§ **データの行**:
========================================
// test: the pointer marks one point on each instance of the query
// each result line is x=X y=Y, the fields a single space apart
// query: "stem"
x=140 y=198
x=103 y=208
========================================
§ **出題**: 上の行を、空行を除いて一行ごとに一つの文字列とし、JSONのリストとして表してください。

§ **解答**:
[
  "// test: the pointer marks one point on each instance of the query",
  "// each result line is x=X y=Y, the fields a single space apart",
  "// query: \"stem\"",
  "x=140 y=198",
  "x=103 y=208"
]